Directions -
Restate, exactly as written, the entries below from the line that holds "Identify navy hardside" through the line that holds "Identify white wall in the frame above.". Pictures are not part of the copy.

Data provided -
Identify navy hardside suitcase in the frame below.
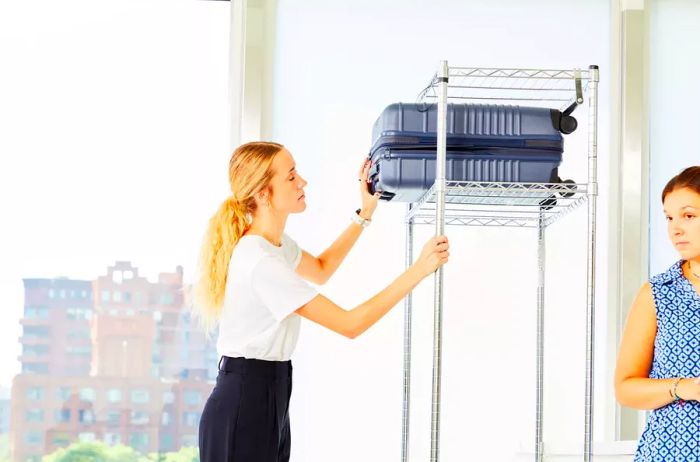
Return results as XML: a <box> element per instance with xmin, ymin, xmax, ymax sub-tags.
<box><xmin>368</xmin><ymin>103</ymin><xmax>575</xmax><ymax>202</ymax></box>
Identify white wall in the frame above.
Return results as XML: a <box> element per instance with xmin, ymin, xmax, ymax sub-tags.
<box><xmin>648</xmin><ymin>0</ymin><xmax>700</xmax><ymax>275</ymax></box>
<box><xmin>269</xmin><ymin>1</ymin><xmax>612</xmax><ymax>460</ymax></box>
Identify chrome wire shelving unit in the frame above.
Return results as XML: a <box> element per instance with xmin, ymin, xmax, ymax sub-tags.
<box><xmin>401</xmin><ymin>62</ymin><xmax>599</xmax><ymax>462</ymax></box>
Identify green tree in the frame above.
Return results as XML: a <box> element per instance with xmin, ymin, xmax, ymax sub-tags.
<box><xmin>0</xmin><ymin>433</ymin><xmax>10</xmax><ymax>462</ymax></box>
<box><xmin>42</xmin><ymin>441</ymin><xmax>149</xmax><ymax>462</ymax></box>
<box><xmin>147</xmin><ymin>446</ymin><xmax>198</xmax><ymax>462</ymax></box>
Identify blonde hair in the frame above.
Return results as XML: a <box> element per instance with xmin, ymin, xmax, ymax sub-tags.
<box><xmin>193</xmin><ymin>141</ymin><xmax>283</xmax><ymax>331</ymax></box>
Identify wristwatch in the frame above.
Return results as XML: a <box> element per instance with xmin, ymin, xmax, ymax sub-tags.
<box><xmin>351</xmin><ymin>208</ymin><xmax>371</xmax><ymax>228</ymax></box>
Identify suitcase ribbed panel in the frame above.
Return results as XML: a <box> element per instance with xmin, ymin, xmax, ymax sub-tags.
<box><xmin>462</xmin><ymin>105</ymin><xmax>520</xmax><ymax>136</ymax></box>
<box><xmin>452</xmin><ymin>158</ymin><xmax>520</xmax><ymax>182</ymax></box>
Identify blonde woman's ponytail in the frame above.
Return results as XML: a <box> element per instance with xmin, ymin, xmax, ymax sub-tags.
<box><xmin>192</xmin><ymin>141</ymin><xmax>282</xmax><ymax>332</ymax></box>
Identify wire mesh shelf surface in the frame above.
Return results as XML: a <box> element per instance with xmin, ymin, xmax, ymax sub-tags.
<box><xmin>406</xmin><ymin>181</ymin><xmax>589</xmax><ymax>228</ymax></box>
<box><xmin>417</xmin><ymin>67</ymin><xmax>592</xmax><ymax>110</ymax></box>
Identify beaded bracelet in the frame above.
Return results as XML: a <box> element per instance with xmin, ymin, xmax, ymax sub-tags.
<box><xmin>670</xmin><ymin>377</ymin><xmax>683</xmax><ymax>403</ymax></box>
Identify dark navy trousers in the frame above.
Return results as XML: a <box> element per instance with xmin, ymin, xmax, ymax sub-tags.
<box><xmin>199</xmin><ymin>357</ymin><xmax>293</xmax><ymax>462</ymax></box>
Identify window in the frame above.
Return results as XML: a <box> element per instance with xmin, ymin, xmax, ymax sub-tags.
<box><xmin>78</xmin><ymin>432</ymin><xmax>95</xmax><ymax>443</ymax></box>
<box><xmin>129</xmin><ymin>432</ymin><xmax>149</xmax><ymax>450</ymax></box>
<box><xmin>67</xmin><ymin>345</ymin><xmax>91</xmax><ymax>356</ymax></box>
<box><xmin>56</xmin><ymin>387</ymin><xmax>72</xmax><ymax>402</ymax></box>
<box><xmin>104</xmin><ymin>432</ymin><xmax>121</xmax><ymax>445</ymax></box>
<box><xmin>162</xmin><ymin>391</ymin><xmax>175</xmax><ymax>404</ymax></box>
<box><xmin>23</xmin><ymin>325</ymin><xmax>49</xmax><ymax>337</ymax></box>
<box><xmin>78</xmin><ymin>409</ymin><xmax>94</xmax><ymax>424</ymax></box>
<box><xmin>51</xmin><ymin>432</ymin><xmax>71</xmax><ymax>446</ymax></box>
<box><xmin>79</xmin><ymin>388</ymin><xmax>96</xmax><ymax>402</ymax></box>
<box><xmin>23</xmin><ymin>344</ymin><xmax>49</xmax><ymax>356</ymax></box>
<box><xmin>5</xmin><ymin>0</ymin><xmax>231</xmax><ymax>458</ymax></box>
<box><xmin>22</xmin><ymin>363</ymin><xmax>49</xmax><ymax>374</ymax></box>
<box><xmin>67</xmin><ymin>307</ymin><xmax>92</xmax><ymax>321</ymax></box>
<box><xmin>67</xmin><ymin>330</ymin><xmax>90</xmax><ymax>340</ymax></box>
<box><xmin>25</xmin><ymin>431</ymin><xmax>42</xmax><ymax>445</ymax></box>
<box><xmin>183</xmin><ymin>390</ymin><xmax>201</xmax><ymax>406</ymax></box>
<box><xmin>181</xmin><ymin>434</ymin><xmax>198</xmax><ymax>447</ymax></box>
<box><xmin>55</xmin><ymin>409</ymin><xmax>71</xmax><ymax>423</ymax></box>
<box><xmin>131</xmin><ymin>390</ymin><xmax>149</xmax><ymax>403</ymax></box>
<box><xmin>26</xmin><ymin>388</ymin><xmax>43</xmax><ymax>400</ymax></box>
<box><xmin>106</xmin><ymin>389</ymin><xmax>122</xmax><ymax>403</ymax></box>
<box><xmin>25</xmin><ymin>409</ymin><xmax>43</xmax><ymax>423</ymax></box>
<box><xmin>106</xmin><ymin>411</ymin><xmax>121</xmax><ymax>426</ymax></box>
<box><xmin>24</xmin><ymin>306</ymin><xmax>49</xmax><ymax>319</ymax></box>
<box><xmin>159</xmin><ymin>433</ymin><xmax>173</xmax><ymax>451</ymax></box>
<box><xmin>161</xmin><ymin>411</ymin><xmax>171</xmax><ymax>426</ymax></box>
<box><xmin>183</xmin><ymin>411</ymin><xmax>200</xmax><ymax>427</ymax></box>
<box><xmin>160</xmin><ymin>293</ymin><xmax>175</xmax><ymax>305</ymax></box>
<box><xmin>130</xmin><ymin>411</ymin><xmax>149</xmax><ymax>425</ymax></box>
---
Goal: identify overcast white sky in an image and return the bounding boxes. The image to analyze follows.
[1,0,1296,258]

Problem solution -
Identify navy hardside suitcase in the frame below.
Return results as XML: a <box> element per instance with xmin, ymin, xmax, ymax sub-tags.
<box><xmin>368</xmin><ymin>103</ymin><xmax>575</xmax><ymax>202</ymax></box>
Identify white wall in the frame above.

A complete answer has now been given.